*Trecho*:
= = = =
Faltando apenas 11 anos para o prazo final da Europa, o mercado local tem apenas 25% de participação dos elétricos no volume de vendas de carros novos. Pior: o negócio é localizado no norte do continente, onde a renda média é mais elevada. E ela é mais elevada em países menos populosos, como Noruega, Holanda, Dinamarca, Suécia e Finlândia — todos com renda média anual acima dos US$ 60.000. Juntos, estes países têm apenas 45 milhões de habitantes. Parece muito, claro. Qualquer milhão é muito. Mas 45 milhões de pessoas é a população do Estado de São Paulo ou da Argentina. E isso distorce um pouco a perspectiva.

 

Porque, embora eles já tenham um quarto do mercado Europeu, estamos falando de um quarto de um volume relativamente baixo. A Holanda, por exemplo, vende 315.000 carros por ano — dois meses de Brasil em crise. Dos cinco maiores mercados da Europa — Alemanha, Reino Unido, França, Itália e Espanha —, o market share dos elétricos chega a 17% nos três primeiros e a 5% nos dois últimos. Como conseguir o volume necessário para a economia de escala necessária para que o carro elétrico possa efetivamente substituir os carros de combustão interna?
= = = =
*Linhas*:

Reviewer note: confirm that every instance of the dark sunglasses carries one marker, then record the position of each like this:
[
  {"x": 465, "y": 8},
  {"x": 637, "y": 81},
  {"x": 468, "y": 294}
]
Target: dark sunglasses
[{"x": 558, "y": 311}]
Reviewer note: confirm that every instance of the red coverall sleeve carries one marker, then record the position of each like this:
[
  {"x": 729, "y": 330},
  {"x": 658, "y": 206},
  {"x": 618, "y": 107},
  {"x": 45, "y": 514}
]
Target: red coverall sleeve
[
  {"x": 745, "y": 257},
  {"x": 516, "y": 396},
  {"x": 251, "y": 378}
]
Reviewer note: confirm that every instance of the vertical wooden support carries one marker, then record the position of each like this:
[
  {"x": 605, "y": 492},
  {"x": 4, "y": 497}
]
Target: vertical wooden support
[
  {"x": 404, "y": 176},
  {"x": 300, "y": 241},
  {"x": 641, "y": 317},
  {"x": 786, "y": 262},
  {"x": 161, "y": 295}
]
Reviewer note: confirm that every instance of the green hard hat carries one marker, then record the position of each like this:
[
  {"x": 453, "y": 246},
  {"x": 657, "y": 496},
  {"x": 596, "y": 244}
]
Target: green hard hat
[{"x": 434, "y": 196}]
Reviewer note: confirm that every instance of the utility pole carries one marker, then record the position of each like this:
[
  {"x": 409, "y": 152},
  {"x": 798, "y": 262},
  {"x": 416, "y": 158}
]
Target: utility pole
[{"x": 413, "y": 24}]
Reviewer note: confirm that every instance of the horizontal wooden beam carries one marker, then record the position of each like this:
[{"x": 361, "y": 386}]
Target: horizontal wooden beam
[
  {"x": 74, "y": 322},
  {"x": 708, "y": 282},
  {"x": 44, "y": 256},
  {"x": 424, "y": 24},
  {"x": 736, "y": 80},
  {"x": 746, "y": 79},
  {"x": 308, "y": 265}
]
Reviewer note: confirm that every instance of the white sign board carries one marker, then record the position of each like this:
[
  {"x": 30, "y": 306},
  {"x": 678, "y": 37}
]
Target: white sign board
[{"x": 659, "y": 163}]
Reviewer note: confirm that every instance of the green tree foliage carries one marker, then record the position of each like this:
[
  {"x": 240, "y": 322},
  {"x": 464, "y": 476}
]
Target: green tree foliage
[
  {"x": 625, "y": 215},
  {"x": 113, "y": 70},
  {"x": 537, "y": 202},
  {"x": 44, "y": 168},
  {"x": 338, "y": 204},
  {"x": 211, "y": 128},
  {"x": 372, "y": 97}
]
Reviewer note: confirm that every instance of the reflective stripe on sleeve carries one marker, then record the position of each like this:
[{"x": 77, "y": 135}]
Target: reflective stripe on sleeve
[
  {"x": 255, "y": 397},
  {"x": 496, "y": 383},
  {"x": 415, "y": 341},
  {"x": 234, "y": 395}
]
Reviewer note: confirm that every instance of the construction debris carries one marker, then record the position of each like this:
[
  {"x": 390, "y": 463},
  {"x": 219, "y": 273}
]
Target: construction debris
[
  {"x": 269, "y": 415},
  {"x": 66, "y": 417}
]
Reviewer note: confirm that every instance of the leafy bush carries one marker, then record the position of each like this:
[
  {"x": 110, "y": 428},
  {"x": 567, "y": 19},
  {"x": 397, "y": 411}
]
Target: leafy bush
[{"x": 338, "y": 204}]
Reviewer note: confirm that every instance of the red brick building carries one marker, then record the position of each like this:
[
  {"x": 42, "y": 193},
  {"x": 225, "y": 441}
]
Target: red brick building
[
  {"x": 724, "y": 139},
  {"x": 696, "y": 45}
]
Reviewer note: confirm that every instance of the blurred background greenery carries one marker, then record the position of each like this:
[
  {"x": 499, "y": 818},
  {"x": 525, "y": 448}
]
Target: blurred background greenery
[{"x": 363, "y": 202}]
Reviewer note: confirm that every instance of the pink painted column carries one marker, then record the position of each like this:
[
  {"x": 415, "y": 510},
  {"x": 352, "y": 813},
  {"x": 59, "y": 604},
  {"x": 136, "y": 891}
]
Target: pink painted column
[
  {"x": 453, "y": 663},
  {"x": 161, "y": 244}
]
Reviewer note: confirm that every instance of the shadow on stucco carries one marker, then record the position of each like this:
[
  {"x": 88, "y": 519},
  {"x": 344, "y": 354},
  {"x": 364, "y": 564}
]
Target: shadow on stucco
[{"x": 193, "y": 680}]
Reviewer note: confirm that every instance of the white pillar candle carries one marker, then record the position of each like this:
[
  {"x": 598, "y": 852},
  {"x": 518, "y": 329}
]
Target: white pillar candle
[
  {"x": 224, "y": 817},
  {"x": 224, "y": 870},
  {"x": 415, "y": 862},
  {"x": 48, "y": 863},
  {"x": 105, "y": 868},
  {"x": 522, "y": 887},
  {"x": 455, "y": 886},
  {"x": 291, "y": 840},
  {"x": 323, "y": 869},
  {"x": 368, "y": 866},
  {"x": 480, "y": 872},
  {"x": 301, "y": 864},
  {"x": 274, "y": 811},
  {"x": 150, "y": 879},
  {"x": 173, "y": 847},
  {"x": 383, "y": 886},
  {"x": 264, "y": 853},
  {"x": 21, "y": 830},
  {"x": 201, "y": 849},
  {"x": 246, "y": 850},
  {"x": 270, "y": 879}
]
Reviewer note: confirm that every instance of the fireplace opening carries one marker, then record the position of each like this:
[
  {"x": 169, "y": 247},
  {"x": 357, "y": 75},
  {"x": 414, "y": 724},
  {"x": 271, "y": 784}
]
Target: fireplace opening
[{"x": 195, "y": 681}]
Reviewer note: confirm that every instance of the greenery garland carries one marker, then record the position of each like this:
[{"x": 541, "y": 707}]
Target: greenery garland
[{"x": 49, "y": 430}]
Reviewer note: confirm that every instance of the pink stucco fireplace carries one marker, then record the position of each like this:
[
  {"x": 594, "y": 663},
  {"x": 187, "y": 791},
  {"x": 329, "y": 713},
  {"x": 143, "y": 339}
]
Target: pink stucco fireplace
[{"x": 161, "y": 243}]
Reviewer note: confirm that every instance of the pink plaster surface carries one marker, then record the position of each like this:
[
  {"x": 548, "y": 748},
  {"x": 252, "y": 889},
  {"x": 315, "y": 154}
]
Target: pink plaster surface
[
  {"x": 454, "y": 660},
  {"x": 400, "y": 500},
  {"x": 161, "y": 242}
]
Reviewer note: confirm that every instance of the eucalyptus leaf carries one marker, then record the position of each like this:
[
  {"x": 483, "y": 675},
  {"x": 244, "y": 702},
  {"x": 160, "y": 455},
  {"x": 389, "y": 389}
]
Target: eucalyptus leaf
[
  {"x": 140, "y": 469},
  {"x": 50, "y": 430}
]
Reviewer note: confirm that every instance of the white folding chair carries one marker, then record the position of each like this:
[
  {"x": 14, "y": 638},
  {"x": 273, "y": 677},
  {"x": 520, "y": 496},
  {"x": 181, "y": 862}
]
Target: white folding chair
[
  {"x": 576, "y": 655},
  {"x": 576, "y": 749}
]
= = = =
*Enunciado*: Reescreva o trecho sobre carros elétricos na Europa entre "Faltando apenas 11" e "pouco a perspectiva.", inclusive, mudando "Noruega" para "Islândia".

*Resultado*:
Faltando apenas 11 anos para o prazo final da Europa, o mercado local tem apenas 25% de participação dos elétricos no volume de vendas de carros novos. Pior: o negócio é localizado no norte do continente, onde a renda média é mais elevada. E ela é mais elevada em países menos populosos, como Islândia, Holanda, Dinamarca, Suécia e Finlândia — todos com renda média anual acima dos US$ 60.000. Juntos, estes países têm apenas 45 milhões de habitantes. Parece muito, claro. Qualquer milhão é muito. Mas 45 milhões de pessoas é a população do Estado de São Paulo ou da Argentina. E isso distorce um pouco a perspectiva.